> _GOAL_:
In the court opinion on the right of way below, in what year were the fence built and the gate erected?

> _EXTRACT PROVIDED_:
──────

| N.H. | Jul 15, 1869

Bellows, J.

To establish a title by user, it is necessary to prove that the user was adverse, exclusi ve and uninterrupted. It must be under a claim of right and not by license or permission of the owner. In this case the finding of the court is that the use of the way was begun by the late Nathaniel P. Rogers under whom the defendant claims, without right, and without color or claim of right, and that the use of the way by him and by the defendant continued to be permissive down to the time when the fence was built and the gate erected, in 1868, and that therefore the defendant failed to establish his right of way by prescription, and accordingly the court finds a verdict for the plaintiff.

It becomes necessary in the first place to ascertain what are the questions before us. The defendant’s counsel contends that, as by the act remodeling the judiciary, passed July 14, 1855, sec. 27, the decision of the court must be given in writing if either of the parties desire it, stating first the facts found, and then the conclusion of law upon them, which shall be filed and recorded, the finding of the judge who tries the cause as to matters of fact is subject to revision by the whole court. ■

It will be observed, however, that it is the facts that are to be reported and not the evidence; and also that, it is provided in the same section that either party may except to the decision upon any matter of law arising upon such trial, or involved in such decision, in the same manner, and with the same effects, as upon atrial by jury. It is clear, then, we think, that it was designed by this provision to subject to the revision of the whole court matters of law alone, and not the findings of the judge upon matters of fact. Nor is there any thing in the case which denotes a purpose to reserve the questions of fact for the whole court.

The material question, then, is whether upon the evidence the finding of the court can(be sustained; not whether this court on the evidence reported would now find the same way ; but whether the evidence was of such character that the court must- find the right of way established.

The great question was whether the use by the defendant and his grantor of this way was under a claim of right, or was permissive. If the way was used with the assent or license of the owner, it was not adverse, and how that was, was a question of fact upon all the circumstances of the case.

The defendant showed no color of title, and as in the case where a party sets up a title to the land itself by adverse occupation, the presumption would be that the use was in subordination to the legal title until the contrary was shown.

*452The burden of proof was, therefore, upon the defendant to prove that the use was under a claim of right. The defendant, to make that out, relied chiefly upon the long use of the way, which was the only carriageway to his house, and the fact that Rogers, when he drew in his materials for his house, had leveled off and prepared the land so as to make a convenient way for that purpose, and that defendant himself had, from time to time, done a small amount of work on the way in cleaning off the grass and putting on it a little gravel, although the amount of work done and the sum expended, had been trifling; and that the way was distinctly marked by wheel and horse tracks and was so when defendant purchased.

──────

> _DATASET ENTRIES_:
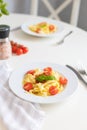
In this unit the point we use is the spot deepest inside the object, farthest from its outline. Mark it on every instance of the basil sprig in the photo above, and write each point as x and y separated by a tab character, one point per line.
43	78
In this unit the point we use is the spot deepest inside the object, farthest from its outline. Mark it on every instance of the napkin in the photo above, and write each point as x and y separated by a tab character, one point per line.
16	113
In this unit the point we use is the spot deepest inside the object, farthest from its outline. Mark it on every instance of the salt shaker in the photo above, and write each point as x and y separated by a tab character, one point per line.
5	46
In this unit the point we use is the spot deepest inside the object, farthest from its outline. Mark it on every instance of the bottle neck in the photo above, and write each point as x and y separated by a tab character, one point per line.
4	40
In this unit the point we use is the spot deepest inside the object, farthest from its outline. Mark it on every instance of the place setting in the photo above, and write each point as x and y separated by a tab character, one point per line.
44	28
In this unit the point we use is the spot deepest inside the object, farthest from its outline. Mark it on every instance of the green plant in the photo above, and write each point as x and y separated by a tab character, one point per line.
3	8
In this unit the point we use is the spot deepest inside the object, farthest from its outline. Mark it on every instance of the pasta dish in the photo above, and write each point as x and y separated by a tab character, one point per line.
44	82
43	28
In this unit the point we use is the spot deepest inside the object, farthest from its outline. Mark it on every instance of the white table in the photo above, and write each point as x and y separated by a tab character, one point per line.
71	114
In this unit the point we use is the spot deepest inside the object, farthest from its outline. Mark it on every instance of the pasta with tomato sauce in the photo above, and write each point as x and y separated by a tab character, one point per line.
44	82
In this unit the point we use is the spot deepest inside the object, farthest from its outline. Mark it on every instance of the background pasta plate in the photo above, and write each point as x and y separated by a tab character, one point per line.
36	20
15	83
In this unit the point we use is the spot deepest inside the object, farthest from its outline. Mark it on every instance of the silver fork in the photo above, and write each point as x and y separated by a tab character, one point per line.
16	28
81	69
66	35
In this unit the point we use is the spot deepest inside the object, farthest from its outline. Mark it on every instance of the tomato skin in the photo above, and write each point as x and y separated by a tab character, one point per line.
30	72
53	90
19	51
63	80
25	50
28	86
47	70
51	27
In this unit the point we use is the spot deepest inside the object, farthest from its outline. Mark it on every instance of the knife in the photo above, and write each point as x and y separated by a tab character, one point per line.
77	73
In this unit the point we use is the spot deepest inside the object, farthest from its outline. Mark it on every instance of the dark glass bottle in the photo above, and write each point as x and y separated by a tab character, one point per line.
5	46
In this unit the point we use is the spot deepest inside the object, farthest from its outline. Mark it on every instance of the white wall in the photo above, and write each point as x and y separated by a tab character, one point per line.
23	6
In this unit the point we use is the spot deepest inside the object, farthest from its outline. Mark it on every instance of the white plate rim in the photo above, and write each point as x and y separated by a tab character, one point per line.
34	20
19	73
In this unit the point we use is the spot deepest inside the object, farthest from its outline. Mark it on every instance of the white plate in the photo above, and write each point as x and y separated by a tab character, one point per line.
15	83
34	20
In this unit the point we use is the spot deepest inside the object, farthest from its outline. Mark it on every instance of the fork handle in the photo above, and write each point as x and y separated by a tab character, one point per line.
77	73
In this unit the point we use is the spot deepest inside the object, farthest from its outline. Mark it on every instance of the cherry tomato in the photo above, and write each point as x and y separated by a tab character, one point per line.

──────

> _OUTPUT BELOW_:
1868